Andrea Horwath is Leader of Ontario’s New Democrats. She represents the riding of Hamilton Centre, and served on Hamilton’s City Council before being elected to Queen’s Park.
Canadians believe in taking care of one another. The COVID-19 pandemic has put that on display, from health care workers at patients’ bedsides, to grocery store staff braving each day, to kids decorating their windows with encouraging messages for neighbours. Even apart, we’re still working together as a community.
But despite our solidarity, it feels like there are two separate COVID-19 pandemics in Ontario. The one that’s slowly making progress, and the one tearing through long-term care, with no sign of slowing down.
By May 4 in Ontario, about 970 of the 1,300 COVID-19 deaths were long-term care residents. There are lives yet to be saved, but we’ll never look back and believe we won this battle. We’ve already lost too much.
Major cracks in long-term care were visible long before this started: seniors were hospitalized for dehydration and malnourishment because their care home didn’t have enough staff to help them eat and drink; residents who were in their beds for days and developed horrifying bed sores, were ignored; frontline workers pleaded with the government for more staff, more support and more funding. And family members didn’t hear regularly from care facilities, right up until they had to ask, how did mom break her hip? How did she fall? Why was she alone?
In the late 1990s, Premier Mike Harris opened the floodgates for private, for-profit long-term care homes to operate in Ontario, and with minimal regulation in place, many companies saw a cash cow—a way to cut corners and pocket the difference. The cracks in long-term care widened through the 2000s, culminating in the horrifying Wettlaufer case, where a nurse murdered eight seniors and attempted to murder six more between 2007 and 2016.
Shamefully, instead of expanding the Wettlaufer inquiry to finally address the province-wide crisis in seniors care, Ontario’s then-Liberal government chose to compartmentalize, block the broad public inquiry, and sweep these problems under the rug. They even cancelled annual inspections of long-term care facilities, before being publicly shamed into restoring the practice. But that didn’t last.
Over the last year, the Ford government has conducted nine comprehensive inspections in Ontario’s 626 long-term care homes. Now, in any given community, one can find care homes a few blocks apart with drastically different protocols, standards of care and reputations.
The frontline health care workers and personal support workers we’ve rightly lionized as heroes of the pandemic–folks who are predominantly women, and especially women of colour–are paid minimum wage or slightly more. And because for-profit homes find it cheaper to employ many part-time workers instead of one full-time worker, these people often have to cobble together multiple part-time jobs without a pension, health benefits or paid sick days.

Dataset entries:
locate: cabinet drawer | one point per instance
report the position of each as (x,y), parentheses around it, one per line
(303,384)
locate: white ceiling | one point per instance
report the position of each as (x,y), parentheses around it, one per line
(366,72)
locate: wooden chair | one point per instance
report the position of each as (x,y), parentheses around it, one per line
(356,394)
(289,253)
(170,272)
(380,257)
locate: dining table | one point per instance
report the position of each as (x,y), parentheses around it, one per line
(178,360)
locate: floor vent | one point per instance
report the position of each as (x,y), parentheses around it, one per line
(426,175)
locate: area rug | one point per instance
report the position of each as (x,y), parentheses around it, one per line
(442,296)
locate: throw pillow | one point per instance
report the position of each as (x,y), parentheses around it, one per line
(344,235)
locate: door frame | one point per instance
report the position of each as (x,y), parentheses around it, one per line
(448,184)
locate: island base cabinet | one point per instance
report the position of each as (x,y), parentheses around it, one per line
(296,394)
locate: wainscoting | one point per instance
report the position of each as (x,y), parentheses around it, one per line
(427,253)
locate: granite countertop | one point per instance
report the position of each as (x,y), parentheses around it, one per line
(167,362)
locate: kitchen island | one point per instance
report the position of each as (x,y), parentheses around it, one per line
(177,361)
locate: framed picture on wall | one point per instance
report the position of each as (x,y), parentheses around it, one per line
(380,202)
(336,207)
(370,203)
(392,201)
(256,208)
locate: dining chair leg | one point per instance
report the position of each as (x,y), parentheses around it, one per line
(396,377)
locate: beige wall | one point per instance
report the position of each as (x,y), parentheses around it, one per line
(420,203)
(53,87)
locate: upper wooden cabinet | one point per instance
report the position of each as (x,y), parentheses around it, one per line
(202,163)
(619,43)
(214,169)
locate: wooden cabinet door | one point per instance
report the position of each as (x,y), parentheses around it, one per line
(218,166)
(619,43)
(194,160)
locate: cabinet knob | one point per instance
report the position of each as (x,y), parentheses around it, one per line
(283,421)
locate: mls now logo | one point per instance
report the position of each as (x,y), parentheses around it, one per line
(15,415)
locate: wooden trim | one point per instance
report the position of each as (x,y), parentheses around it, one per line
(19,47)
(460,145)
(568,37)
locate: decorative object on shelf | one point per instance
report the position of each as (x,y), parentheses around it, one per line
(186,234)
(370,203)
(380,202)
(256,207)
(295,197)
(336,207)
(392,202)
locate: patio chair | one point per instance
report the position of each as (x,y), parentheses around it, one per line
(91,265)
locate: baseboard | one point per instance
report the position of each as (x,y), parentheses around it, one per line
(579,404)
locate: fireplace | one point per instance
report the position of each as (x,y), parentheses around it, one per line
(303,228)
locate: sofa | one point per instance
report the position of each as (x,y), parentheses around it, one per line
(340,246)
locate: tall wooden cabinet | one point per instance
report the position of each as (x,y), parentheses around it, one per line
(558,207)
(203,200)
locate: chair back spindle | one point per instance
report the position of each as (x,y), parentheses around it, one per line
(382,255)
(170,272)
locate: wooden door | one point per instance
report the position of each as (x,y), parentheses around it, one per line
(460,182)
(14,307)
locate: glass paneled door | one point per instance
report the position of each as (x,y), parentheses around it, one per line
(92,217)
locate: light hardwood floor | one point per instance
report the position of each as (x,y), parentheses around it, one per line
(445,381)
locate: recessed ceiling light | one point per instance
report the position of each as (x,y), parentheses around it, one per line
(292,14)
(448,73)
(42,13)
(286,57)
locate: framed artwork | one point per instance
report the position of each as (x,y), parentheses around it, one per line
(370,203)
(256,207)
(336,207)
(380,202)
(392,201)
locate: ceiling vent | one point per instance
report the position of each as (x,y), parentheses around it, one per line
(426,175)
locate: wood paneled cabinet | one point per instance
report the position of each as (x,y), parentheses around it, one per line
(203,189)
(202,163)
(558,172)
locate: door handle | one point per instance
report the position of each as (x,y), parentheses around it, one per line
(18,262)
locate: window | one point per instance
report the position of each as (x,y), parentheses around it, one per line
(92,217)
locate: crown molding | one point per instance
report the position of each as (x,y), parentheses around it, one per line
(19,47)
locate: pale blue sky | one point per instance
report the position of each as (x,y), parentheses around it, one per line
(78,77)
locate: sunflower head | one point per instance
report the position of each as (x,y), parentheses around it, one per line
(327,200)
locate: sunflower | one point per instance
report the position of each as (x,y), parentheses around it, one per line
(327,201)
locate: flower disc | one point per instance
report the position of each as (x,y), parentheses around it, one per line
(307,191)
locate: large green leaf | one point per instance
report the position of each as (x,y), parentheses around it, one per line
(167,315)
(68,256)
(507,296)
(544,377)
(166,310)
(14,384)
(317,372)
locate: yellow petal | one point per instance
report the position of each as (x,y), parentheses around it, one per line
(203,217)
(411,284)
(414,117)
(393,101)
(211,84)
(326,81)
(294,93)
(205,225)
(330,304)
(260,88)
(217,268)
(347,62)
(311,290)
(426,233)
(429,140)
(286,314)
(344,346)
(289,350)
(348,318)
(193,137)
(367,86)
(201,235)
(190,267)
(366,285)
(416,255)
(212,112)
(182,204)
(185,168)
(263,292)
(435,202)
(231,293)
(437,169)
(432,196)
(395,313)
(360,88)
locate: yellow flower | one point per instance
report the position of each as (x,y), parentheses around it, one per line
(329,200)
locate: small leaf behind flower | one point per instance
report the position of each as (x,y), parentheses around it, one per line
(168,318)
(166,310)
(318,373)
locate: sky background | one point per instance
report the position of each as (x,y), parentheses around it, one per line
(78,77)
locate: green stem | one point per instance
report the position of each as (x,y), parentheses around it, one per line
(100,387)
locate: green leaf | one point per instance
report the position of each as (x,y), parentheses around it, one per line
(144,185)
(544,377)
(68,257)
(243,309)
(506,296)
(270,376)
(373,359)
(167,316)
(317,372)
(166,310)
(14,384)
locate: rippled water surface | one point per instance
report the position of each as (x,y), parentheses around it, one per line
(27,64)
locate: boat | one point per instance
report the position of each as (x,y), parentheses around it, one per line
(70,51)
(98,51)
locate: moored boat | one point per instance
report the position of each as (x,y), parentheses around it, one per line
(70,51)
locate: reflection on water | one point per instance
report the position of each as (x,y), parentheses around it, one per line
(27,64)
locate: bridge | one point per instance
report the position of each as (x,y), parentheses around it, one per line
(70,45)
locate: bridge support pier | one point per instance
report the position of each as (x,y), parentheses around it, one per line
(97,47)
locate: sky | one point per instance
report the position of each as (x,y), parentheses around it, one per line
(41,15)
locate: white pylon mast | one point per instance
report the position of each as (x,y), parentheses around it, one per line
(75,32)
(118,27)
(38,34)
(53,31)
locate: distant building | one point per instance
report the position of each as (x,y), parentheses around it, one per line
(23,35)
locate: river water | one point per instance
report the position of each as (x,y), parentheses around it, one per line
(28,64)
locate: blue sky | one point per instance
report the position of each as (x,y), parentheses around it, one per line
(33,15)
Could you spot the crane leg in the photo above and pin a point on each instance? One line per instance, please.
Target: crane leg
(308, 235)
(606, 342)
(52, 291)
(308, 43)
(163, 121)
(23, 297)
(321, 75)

Task details:
Pick up the text on Ontario long-term care during COVID-19 after its last sentence and carry it forward.

Output of the exercise:
The status quo of seniors care over the past three decades, culminating in the response to COVID-19, has been an unmitigated failure, causing unconscionable amounts of unnecessary pain, suffering and death. What we are witnessing is nothing less than a fundamental failure of Canada’s governments, private companies and institutions to ensure seniors’ health and safety, which borders on elderly abuse.
This isn’t who we are, and it’s not the best we can do.
First, we have to address the pandemic by adopting urgent measures to stamp out COVID-19 hotspots. This includes developing criteria for when public health must step in and take over unsafe facilities. It means giving every worker personal protective equipment, including N95 masks, and it means mandating infection control, isolation and minimum staffing requirements in each home, on each shift.
When the dust settles after this disaster, we must never go back to how things were. Ontarians won’t tolerate any more tinkering with long-term care. We need a complete overhaul. This starts with a comprehensive public inquiry into long-term care, creating a long-term care residents’ bill of rights, restoring a legislated minimum standard of care for every resident, and funding care homes so they can meet it.
We also need to make a conscious policy decision about who should own and operate long-term care residences. I envision a public, community-based non-profit seniors care system; one that doesn’t siphon away frontline funding to pad the pockets of multi-national corporations, but instead uses every penny to deliver the best care.
I envision a future where health care workers are paid a living wage, with benefits and a pension that reflect their worth, and I want enough of them on each shift, so they can take time to interact with residents and deliver excellent care. I also envision culturally sensitive care rooted in strong, close-knit, engaged communities, where residents can communicate in their mother tongue—be it Mandarin, Punjabi, Finnish or Oji-Cree. I want inspections, regulations and high standards baked in, without shareholders and lobbyists constantly resisting them.